### Your instructions
Retype, without changes, the lines of the data between the line containing "Pass this photo to locate to point out the chrome" and the line containing "Pass this photo to locate to point out the truck", inclusive.

[BEGIN Stored data]

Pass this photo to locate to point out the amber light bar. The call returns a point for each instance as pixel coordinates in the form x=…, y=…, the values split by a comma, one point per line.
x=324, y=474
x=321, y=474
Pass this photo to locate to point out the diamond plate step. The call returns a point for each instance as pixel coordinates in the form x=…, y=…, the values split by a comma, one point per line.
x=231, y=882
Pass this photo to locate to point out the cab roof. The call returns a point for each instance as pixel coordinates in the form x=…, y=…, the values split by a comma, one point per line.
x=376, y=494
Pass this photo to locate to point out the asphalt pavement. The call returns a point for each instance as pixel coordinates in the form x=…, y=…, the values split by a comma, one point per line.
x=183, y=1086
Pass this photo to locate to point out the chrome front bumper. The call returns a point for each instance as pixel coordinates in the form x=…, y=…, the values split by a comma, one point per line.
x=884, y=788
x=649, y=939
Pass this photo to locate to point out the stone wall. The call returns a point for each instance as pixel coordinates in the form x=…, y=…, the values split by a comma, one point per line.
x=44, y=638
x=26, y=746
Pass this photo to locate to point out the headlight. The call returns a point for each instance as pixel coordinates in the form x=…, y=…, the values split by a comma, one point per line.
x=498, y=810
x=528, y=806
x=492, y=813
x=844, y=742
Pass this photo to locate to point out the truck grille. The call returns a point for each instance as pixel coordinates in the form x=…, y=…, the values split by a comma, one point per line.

[END Stored data]
[BEGIN Stored data]

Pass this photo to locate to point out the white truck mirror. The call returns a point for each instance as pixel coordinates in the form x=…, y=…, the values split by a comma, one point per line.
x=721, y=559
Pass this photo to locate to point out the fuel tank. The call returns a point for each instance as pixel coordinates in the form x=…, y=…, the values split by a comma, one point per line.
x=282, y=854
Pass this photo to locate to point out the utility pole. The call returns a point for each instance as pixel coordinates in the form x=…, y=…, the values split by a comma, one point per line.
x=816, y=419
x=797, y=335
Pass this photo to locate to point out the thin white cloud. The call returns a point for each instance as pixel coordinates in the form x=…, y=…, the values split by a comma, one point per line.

[END Stored data]

### Exercise solution
Pass this photo to locate to point out the chrome front bumper. The call returns a point for each instance as pixel coordinates in the form x=…, y=…, the values split by a comma, one point per line.
x=884, y=788
x=649, y=939
Pass this photo to locate to point out the stone wall. The call returns a point for each instance as pixel coordinates in the form x=…, y=…, the values split by a comma, one point per line.
x=44, y=638
x=26, y=746
Pass this photo to locate to point out the headlight. The call returns a point for each instance as pixel coordinates in the form x=…, y=…, the values split by a comma, one point per line.
x=498, y=810
x=528, y=806
x=492, y=813
x=844, y=742
Pass this photo to locate to point out the truck grille. The call returns a point for each instance as pixel coordinates in the form x=…, y=…, the values split by a comma, one point per line.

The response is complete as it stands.